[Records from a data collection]
<<<<
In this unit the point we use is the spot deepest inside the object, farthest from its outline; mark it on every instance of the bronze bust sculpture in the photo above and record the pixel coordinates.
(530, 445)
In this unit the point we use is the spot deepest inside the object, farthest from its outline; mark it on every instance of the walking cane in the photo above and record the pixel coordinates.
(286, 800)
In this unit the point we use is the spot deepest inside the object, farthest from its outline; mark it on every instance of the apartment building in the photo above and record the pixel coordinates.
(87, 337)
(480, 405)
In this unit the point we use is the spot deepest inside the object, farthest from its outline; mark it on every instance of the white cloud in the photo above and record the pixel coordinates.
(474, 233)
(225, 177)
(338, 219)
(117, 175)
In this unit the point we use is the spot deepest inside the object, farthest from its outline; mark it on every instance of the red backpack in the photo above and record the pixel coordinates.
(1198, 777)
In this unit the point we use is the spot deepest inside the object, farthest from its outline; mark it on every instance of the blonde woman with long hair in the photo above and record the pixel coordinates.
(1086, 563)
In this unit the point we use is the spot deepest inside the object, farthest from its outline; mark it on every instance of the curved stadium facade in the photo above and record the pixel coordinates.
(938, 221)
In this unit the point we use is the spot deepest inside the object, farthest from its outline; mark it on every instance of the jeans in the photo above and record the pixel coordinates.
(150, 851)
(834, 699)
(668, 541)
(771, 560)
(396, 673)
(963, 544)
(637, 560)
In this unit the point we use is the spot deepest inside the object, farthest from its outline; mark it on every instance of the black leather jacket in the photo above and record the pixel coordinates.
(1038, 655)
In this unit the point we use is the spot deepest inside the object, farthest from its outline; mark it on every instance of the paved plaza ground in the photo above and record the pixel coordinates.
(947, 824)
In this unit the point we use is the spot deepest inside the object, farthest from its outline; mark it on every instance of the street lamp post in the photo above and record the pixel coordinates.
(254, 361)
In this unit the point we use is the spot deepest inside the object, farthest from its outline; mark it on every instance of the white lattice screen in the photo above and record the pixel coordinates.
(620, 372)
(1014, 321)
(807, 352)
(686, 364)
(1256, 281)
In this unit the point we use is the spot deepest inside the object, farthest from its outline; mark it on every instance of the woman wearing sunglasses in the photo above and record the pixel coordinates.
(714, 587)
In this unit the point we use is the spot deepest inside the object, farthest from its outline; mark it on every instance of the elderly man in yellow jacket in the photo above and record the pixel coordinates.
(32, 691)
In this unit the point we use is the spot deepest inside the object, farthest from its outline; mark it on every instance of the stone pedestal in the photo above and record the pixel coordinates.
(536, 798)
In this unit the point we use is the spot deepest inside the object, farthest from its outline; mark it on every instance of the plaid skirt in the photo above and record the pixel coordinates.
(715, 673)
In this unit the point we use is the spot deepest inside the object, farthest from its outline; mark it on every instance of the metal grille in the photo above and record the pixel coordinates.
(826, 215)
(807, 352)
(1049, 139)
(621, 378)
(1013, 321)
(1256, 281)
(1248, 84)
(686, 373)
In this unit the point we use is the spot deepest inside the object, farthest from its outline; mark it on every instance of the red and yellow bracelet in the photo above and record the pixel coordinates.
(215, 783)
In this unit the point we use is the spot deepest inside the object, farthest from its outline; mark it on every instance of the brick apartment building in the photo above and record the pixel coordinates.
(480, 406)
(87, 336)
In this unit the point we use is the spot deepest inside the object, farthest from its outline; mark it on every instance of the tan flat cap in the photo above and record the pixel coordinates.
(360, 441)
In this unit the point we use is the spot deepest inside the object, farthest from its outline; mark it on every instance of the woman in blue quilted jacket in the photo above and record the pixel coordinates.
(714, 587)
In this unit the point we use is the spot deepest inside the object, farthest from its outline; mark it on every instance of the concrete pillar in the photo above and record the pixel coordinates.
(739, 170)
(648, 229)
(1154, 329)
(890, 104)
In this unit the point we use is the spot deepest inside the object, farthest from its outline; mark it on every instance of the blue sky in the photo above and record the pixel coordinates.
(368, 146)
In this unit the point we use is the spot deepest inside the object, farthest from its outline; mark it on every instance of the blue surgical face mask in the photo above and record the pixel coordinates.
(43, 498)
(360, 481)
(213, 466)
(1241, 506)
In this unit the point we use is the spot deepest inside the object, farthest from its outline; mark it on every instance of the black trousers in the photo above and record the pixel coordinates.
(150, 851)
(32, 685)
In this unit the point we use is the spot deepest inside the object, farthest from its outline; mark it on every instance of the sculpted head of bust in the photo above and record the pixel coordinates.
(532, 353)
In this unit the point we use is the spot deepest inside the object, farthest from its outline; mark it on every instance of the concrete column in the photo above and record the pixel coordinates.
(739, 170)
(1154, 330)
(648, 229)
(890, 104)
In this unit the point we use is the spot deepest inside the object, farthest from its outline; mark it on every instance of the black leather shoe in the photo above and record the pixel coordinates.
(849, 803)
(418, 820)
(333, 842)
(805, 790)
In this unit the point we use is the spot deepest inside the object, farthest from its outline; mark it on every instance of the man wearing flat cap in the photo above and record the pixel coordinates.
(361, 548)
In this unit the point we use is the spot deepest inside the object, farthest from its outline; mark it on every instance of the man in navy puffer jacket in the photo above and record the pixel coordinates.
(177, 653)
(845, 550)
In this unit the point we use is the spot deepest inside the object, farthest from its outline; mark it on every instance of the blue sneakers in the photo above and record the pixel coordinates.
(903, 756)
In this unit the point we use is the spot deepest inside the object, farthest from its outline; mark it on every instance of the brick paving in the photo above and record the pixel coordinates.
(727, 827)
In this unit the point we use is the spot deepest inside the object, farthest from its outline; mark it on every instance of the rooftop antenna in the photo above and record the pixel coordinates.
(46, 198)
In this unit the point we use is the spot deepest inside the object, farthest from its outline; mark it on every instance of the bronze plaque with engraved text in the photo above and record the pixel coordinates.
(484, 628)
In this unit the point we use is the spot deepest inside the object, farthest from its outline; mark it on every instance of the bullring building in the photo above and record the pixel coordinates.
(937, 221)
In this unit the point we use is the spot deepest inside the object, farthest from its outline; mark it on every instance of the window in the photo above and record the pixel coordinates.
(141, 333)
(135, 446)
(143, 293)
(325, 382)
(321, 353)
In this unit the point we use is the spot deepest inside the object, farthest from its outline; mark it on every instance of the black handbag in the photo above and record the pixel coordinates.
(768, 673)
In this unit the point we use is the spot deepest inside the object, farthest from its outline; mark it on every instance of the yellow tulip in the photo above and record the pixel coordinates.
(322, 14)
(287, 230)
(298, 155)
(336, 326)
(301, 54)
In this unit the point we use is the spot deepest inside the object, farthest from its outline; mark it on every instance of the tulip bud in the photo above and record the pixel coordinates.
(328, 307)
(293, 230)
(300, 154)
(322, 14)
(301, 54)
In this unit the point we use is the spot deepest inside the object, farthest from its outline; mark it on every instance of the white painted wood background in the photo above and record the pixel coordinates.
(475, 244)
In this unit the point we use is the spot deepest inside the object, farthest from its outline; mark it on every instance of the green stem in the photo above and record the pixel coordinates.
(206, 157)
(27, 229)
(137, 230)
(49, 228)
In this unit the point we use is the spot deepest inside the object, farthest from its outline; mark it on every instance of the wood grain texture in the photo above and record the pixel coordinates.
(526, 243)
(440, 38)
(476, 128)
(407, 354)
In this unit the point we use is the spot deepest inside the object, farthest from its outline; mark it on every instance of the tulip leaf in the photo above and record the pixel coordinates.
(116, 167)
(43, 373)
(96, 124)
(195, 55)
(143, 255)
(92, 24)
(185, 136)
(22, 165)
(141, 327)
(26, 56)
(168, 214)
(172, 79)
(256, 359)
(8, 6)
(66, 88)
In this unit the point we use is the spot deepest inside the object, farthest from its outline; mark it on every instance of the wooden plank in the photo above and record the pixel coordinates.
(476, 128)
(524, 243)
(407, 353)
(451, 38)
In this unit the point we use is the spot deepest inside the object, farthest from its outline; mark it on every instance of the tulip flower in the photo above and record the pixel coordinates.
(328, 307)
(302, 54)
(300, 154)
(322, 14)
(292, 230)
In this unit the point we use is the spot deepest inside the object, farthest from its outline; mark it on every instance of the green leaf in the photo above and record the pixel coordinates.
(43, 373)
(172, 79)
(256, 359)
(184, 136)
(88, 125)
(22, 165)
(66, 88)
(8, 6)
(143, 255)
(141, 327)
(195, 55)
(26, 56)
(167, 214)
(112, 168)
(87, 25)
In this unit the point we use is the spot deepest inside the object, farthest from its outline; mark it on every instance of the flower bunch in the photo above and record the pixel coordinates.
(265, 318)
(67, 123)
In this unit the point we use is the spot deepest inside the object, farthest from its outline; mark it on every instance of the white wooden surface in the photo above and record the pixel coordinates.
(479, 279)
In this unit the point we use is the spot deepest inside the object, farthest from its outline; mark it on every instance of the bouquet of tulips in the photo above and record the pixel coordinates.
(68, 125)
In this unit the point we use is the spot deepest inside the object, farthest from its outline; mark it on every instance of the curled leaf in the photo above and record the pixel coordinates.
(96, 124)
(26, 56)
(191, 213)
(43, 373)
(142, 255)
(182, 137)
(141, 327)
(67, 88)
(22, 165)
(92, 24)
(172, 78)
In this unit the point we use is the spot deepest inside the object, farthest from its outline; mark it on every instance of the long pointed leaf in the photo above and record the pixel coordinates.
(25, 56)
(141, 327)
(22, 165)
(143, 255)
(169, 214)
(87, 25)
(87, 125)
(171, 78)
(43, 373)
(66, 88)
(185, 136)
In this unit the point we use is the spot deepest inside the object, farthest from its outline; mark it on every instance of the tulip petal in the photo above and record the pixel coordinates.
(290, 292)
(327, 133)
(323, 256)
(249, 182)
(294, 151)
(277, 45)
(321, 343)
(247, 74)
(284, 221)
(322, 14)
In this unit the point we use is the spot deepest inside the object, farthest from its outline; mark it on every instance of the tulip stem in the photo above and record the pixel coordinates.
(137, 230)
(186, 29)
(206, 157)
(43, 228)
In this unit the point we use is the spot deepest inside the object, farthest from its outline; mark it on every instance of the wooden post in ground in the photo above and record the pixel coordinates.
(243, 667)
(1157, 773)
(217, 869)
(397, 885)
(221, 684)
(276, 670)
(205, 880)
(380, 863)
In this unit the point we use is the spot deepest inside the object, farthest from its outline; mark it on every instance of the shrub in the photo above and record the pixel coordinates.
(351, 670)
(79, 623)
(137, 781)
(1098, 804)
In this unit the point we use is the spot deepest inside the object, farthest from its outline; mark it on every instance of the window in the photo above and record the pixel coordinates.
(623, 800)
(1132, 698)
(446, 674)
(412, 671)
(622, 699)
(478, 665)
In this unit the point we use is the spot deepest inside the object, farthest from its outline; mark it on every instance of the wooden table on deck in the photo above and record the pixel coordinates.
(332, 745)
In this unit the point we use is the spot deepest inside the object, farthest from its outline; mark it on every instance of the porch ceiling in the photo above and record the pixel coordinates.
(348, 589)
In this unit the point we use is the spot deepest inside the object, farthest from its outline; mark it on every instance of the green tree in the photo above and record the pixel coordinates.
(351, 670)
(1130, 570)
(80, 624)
>>>>
Transcribe, word for word, every line from the one containing "the wooden table" through the final line of the entries, and nothing else.

In this unit the point we use is the spot deepest inside the object, farthest from its outline; mark it on every instance of the wooden table on deck in the photo above and record the pixel coordinates.
(332, 745)
In this unit the point we use is the spot deepest inside the object, farthest from its outline; mark it on every instance of the porch ceiling in the photo above and record the pixel coordinates.
(348, 589)
In this unit the point we use is the spot deepest inside the object, farthest from its outline; mark it on every instance of the green tree in the photo above and record the pixel coordinates.
(351, 670)
(1130, 570)
(80, 624)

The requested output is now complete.